**THE DATA:**
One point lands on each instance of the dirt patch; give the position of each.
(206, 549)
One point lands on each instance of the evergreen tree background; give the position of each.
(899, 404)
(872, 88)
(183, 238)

**EXERCISE GOAL:** Make an exact copy of the data above.

**RESPONSE BELOW:**
One point lands on each instance of the dirt patch; give the position of each.
(206, 549)
One point lands on each instance of the evergreen tree background; give the position of each.
(899, 404)
(872, 88)
(183, 238)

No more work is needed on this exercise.